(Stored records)
----

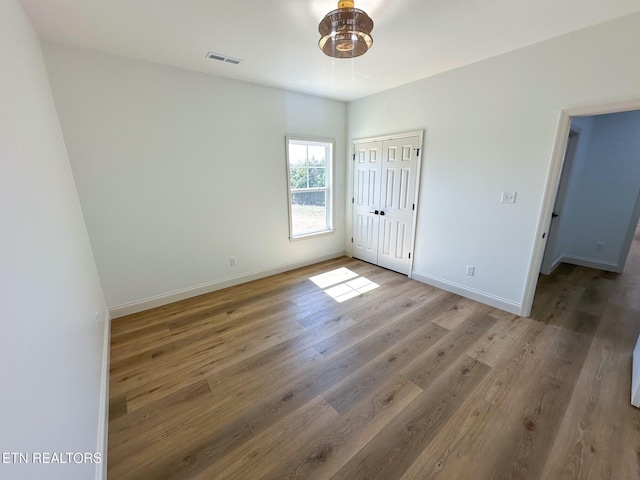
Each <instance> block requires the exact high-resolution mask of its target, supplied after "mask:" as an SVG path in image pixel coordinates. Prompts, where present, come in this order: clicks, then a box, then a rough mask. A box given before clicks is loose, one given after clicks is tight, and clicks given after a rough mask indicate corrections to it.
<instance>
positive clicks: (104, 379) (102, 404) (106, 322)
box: [96, 310, 111, 480]
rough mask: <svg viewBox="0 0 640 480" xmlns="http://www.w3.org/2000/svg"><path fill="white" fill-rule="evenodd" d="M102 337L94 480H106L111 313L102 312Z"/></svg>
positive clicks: (107, 442) (108, 441) (108, 420)
mask: <svg viewBox="0 0 640 480" xmlns="http://www.w3.org/2000/svg"><path fill="white" fill-rule="evenodd" d="M103 318H104V319H105V321H104V338H103V342H102V372H101V378H100V406H99V411H98V445H97V448H96V452H98V453H100V454H101V455H102V462H101V463H98V464H96V480H107V450H108V442H109V364H110V361H111V355H110V351H111V349H110V347H111V315H110V314H109V311H108V310H107V311H106V312H104V317H103Z"/></svg>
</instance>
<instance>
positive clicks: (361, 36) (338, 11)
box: [318, 0, 373, 58]
mask: <svg viewBox="0 0 640 480" xmlns="http://www.w3.org/2000/svg"><path fill="white" fill-rule="evenodd" d="M371 30H373V20H371V18H370V17H369V15H367V14H366V13H365V12H363V11H362V10H360V9H359V8H354V6H353V0H340V1H339V2H338V9H337V10H332V11H331V12H329V13H327V14H326V15H325V17H324V18H323V19H322V21H321V22H320V24H319V25H318V31H319V32H320V35H321V38H320V42H318V46H319V47H320V50H322V51H323V52H324V53H325V54H326V55H329V56H330V57H335V58H354V57H359V56H360V55H362V54H364V53H366V52H367V50H369V49H370V48H371V45H373V38H371Z"/></svg>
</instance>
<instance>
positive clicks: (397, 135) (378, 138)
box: [351, 130, 424, 148]
mask: <svg viewBox="0 0 640 480" xmlns="http://www.w3.org/2000/svg"><path fill="white" fill-rule="evenodd" d="M423 134H424V130H414V131H412V132H402V133H394V134H390V135H382V136H379V137H366V138H356V139H355V140H352V141H351V143H352V144H354V143H369V142H382V141H384V140H396V139H398V138H407V137H415V136H417V135H419V136H420V140H421V141H420V148H422V135H423Z"/></svg>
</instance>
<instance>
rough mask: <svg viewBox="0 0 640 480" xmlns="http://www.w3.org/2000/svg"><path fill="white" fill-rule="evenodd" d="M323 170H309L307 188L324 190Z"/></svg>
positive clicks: (314, 169)
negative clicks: (313, 188)
mask: <svg viewBox="0 0 640 480" xmlns="http://www.w3.org/2000/svg"><path fill="white" fill-rule="evenodd" d="M324 172H325V169H324V168H310V169H309V188H324V187H325V174H324Z"/></svg>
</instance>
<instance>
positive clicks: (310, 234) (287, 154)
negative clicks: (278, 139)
mask: <svg viewBox="0 0 640 480" xmlns="http://www.w3.org/2000/svg"><path fill="white" fill-rule="evenodd" d="M290 144H298V145H316V146H318V145H320V146H325V147H326V148H327V149H328V156H329V158H328V159H326V166H325V183H326V185H325V187H324V188H305V189H293V190H292V189H291V162H290V159H289V145H290ZM285 153H286V161H287V203H288V206H289V240H290V241H296V240H302V239H305V238H313V237H317V236H320V235H327V234H331V233H333V232H335V229H334V228H333V214H334V211H333V205H334V202H333V169H334V161H335V160H334V157H335V140H333V139H330V138H322V137H312V136H306V135H286V136H285ZM300 191H304V192H321V191H323V192H326V195H325V208H326V220H327V221H326V225H325V227H326V228H323V229H322V230H318V231H314V232H307V233H299V234H296V235H294V233H293V210H292V198H293V197H292V194H293V193H296V192H300Z"/></svg>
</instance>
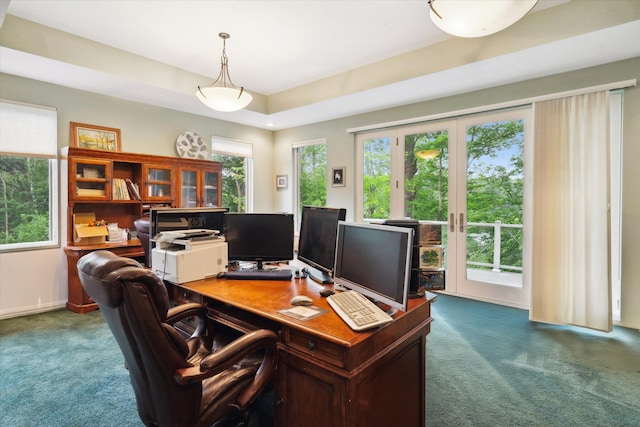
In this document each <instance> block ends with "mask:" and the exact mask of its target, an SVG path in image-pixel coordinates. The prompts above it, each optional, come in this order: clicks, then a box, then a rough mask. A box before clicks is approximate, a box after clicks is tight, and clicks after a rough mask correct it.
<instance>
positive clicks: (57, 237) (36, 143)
mask: <svg viewBox="0 0 640 427" xmlns="http://www.w3.org/2000/svg"><path fill="white" fill-rule="evenodd" d="M0 155H2V156H15V157H30V158H46V159H49V178H48V181H49V239H48V240H43V241H39V242H25V243H10V244H2V243H0V252H14V251H27V250H32V249H45V248H55V247H59V246H60V215H59V210H60V208H59V203H60V202H59V199H60V184H59V179H58V170H59V157H58V116H57V110H56V109H55V108H51V107H43V106H38V105H31V104H25V103H21V102H15V101H9V100H5V99H0Z"/></svg>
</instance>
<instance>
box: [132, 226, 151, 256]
mask: <svg viewBox="0 0 640 427" xmlns="http://www.w3.org/2000/svg"><path fill="white" fill-rule="evenodd" d="M133 226H134V227H135V228H136V231H137V232H138V239H139V240H140V244H141V245H142V249H144V265H145V266H146V267H151V242H150V241H149V233H150V231H149V228H150V223H149V216H148V215H145V216H143V217H140V218H138V219H136V220H135V221H133Z"/></svg>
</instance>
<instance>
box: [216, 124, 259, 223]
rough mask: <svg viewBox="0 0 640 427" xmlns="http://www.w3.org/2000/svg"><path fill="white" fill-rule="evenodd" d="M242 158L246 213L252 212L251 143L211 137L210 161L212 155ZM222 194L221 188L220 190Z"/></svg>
mask: <svg viewBox="0 0 640 427" xmlns="http://www.w3.org/2000/svg"><path fill="white" fill-rule="evenodd" d="M216 154H218V155H223V156H236V157H244V167H245V185H246V186H247V188H246V194H245V197H246V200H245V205H246V211H247V212H248V213H249V212H253V143H251V142H247V141H241V140H239V139H231V138H224V137H221V136H212V137H211V159H212V160H213V156H214V155H216ZM220 193H221V194H222V188H221V189H220Z"/></svg>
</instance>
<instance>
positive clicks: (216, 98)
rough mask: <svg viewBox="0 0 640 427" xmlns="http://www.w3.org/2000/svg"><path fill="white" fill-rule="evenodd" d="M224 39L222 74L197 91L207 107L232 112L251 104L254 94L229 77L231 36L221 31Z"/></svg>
mask: <svg viewBox="0 0 640 427" xmlns="http://www.w3.org/2000/svg"><path fill="white" fill-rule="evenodd" d="M218 36H219V37H220V38H221V39H222V58H221V59H220V62H221V64H222V65H221V68H220V74H218V78H217V79H216V81H214V82H213V83H211V85H209V86H205V87H200V86H198V90H197V91H196V96H197V97H198V99H199V100H200V101H202V102H203V103H204V104H205V105H206V106H207V107H209V108H212V109H214V110H216V111H223V112H231V111H238V110H242V109H243V108H244V107H246V106H247V105H249V103H250V102H251V100H252V99H253V96H251V94H249V93H248V92H245V91H244V88H243V87H237V86H235V85H234V84H233V82H232V81H231V77H229V59H228V58H227V52H226V47H227V39H228V38H229V37H231V36H230V35H229V34H227V33H220V34H218Z"/></svg>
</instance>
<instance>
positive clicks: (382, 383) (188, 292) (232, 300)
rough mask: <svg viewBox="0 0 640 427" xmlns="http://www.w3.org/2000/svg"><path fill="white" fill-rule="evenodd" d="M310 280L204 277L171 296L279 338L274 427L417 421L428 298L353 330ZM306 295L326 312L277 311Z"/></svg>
mask: <svg viewBox="0 0 640 427" xmlns="http://www.w3.org/2000/svg"><path fill="white" fill-rule="evenodd" d="M320 289H322V286H321V285H319V284H317V283H315V282H313V281H311V280H309V279H292V281H291V282H283V281H240V280H225V279H206V280H200V281H195V282H189V283H184V284H182V285H174V286H173V294H174V299H175V301H176V302H178V303H181V302H187V301H195V302H200V303H203V304H206V305H207V307H208V309H209V316H210V317H211V318H213V319H215V320H217V321H219V322H221V323H223V324H226V325H228V326H230V327H232V328H234V329H237V330H240V331H249V330H254V329H258V328H268V329H271V330H273V331H275V332H276V333H278V336H279V337H280V339H279V343H278V369H277V374H276V377H275V395H276V405H277V406H276V415H275V425H276V426H281V427H282V426H284V427H286V426H291V427H297V426H305V427H312V426H318V427H328V426H331V427H337V426H343V427H347V426H349V427H351V426H403V427H408V426H424V425H425V419H426V414H425V386H426V376H425V375H426V366H425V362H426V356H425V352H426V338H427V334H428V333H429V330H430V323H431V321H432V318H431V316H430V313H431V310H430V301H427V299H426V298H420V299H415V300H411V302H410V307H409V310H408V311H407V312H406V313H403V312H398V313H396V314H395V315H394V316H393V317H394V322H392V323H391V324H389V325H387V326H385V327H382V328H378V329H374V330H372V331H367V332H354V331H353V330H351V329H350V328H349V327H348V326H347V325H346V324H345V323H344V322H343V321H342V320H341V319H340V318H339V317H338V316H337V315H336V314H335V313H334V312H333V310H332V309H331V308H330V307H329V305H328V303H327V301H326V299H324V298H322V297H320V295H319V293H318V292H319V290H320ZM295 295H307V296H309V297H311V298H312V299H313V305H315V306H316V307H320V308H324V309H326V310H327V313H326V314H323V315H321V316H319V317H316V318H314V319H311V320H308V321H300V320H296V319H294V318H291V317H289V316H285V315H283V314H280V313H278V310H281V309H284V308H287V307H290V304H289V301H290V300H291V298H292V297H293V296H295Z"/></svg>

----

Pick out every line in the rows above that contains the word "then", and copy each of those lines in full.

> **Response**
Each <instance> block requires the exact high-resolution mask of its target, supplied after "mask:" as an SVG path in image pixel coordinates. Prompts, where present, come in this order: clicks, then a box, then a rough mask. A box given before clicks is loose, one given after clicks is tight, and clicks given after a rough mask indicate corrections to it.
In this document each <instance> block ends with "mask:" and the exact mask of its target, an SVG path in image-pixel coordinates. The prompts above it, each optional, come in this order: clicks, then a box, then a rough mask. A box before clicks is approximate, a box after clicks is tight, and clicks after a rough mask correct it.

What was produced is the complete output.